• [Tugas yang Dikerjakan]
1. Salin tanpa perubahan bagian kutipan tentang flu Spanyol dari "Penyakit ini menyerang" sampai "mendapatkan lapangan pekerjaan.".
2. Menurut kutipan tentang flu Spanyol, pada tahun berapa Kongres meratifikasi Amendemen ke-19?
3. Tentukan apakah setiap pernyataan berikut sesuai dengan kutipan tentang flu Spanyol. Jawab ya atau tidak, lalu kutip kata-kata penentunya dari kutipan itu. (a) Di India, 5,2% penduduk meninggal. (b) Negara maju menderita lebih parah daripada negara miskin. (c) Christine Blackburn adalah peneliti Harvard University.

• [Kutipan Teks]
Penyakit ini menyerang secara merata, dan negara miskin menderita lebih parah daripada negara maju kala itu, Kajian tahun 2020 yang dilakukan seorang peneliti Harvard University, Frank Barro memperkirakan sekitar 0,5% penduduk AS meninggal, sementara di India 5,2% penduduknya meninggal.
3. Wanita sebagai pekerja
https://gettyimages.com/
Karena tingginya angka kematian pria setelah perang dunia I dan flu Spanyol ini, wanita jadi lebih mudah mendapatkan lapangan pekerjaan.
Peneliti Texas A&M University, Christine Blackburn menemukan kekurangan tenaga kerja di AS membuka jalan bagi kaum perempuan. Pada tahun 1920, Kongres meratifikasi Amendemen ke-19 yang memberikan hak pilih kepada perempuan AS.

• [Data Tercatat]
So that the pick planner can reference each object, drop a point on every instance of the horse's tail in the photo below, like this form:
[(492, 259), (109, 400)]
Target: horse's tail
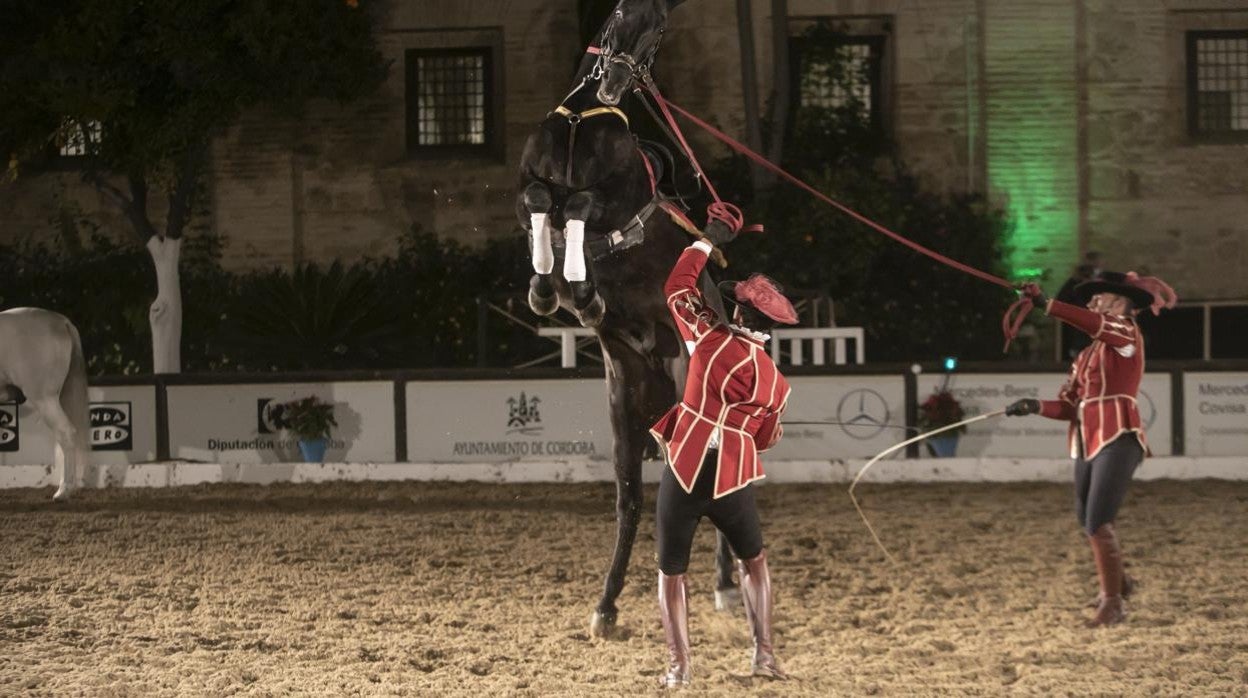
[(74, 397)]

• [Penyelesaian Soal]
1.
Penyakit ini menyerang secara merata, dan negara miskin menderita lebih parah daripada negara maju kala itu, Kajian tahun 2020 yang dilakukan seorang peneliti Harvard University, Frank Barro memperkirakan sekitar 0,5% penduduk AS meninggal, sementara di India 5,2% penduduknya meninggal.
3. Wanita sebagai pekerja
https://gettyimages.com/
Karena tingginya angka kematian pria setelah perang dunia I dan flu Spanyol ini, wanita jadi lebih mudah mendapatkan lapangan pekerjaan.

2. Pada tahun 1920.

3.
(a) Ya: "sementara di India 5,2% penduduknya meninggal"
(b) Tidak: "negara miskin menderita lebih parah daripada negara maju kala itu"
(c) Tidak: "Peneliti Texas A&M University, Christine Blackburn"